Exercise set »
A - Using the snailfish text, explain in one to three sentences where the two parts of the name Acantholiparis caecus come from.
B - Answer these questions from the snailfish text:
(i) How many snailfishes belong to the genus Acantholiparis?
(ii) To which family does Acantholiparis caecus belong?
(iii) What is the maximum size of males of this species?
C - Pick up the text on the snailfish Acantholiparis caecus after its final sentence and continue it.

Study text »

━━━━━━━━

Acantholiparis caecus

Scientific classification
- Domain: Eukaryota
- Kingdom: Animalia
- Phylum: Chordata
- Class: Actinopterygii
- Order: Perciformes
- Suborder: Cottoidei
- Family: Liparidae
- Genus: Acantholiparis
- Species: A. caecus
- Binomial name: Acantholiparis caecus Grinols, 1969

= Acantholiparis caecus =

- Authority: Grinols, 1969

Species of fish

Acantholiparis caecus is one of the two snailfishes within the genus Acantholiparis, along with A. opercularis, the spiny snailfish. Its generic name comes from the Greek for thorny (akantha) and fat (liparis); its specific name comes from the Latin word for blind.

== Biology ==
Acantholiparis caecus grows to a maximum length of 5.7 cm, which is slightly less than what is known of its closest relative, the spiny snailfish. Females are larger than males, whose maximum size is 3.9 cm.

━━━━━━━━

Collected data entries
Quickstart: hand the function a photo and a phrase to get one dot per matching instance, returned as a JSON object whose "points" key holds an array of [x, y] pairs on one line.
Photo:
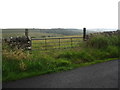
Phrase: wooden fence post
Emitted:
{"points": [[84, 33], [71, 42], [59, 43], [26, 32]]}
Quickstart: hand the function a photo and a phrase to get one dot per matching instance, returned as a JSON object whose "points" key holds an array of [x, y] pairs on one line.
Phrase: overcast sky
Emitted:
{"points": [[59, 13]]}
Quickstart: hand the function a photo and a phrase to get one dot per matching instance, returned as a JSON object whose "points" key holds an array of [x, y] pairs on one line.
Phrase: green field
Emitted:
{"points": [[18, 64]]}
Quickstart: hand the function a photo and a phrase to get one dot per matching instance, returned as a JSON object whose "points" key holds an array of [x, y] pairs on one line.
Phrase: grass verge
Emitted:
{"points": [[18, 64]]}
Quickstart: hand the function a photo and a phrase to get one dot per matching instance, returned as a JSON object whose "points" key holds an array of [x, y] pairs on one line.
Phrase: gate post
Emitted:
{"points": [[84, 34], [26, 32]]}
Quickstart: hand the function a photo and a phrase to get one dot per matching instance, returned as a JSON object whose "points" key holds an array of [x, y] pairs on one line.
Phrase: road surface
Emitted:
{"points": [[102, 75]]}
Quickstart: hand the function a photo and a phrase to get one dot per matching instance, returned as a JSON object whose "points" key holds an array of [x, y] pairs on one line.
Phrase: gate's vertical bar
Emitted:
{"points": [[26, 32], [59, 43], [84, 34], [45, 44], [71, 42]]}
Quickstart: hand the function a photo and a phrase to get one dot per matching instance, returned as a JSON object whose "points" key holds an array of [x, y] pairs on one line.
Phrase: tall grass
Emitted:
{"points": [[19, 64]]}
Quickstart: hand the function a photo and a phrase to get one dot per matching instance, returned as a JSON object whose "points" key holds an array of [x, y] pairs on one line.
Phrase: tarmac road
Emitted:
{"points": [[102, 75]]}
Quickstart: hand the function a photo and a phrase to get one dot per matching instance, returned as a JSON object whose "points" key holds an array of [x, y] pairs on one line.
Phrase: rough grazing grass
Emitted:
{"points": [[20, 64]]}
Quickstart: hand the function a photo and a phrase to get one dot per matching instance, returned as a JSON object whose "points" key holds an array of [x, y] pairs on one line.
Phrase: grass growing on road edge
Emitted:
{"points": [[18, 64]]}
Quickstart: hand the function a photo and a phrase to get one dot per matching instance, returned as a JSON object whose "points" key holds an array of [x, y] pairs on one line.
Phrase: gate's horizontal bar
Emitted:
{"points": [[54, 38]]}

━━━━━━━━

Activity answers »
A - The generic name Acantholiparis comes from the Greek words for thorny (akantha) and fat (liparis). The specific name caecus comes from the Latin word for blind.

B -
(i) Two: A. caecus and A. opercularis, the spiny snailfish.
(ii) Liparidae.
(iii) 3.9 cm.

C -
== Habitat ==
Acantholiparis caecus is known from depths stretching from 1,300m to 2,122m, in the bathyal or midnight zone of the ocean. Unlike the spiny snailfish, it is pelagic, living above the ocean floor rather than upon it as the demersal spiny snailfish does.

== Distribution ==
Acantholiparis caecus is a more southern fish than A. opercularis, inhabiting an area off the coast of Oregon and northern California. Possibly the range extends as far north as British Columbia but this is unconfirmed.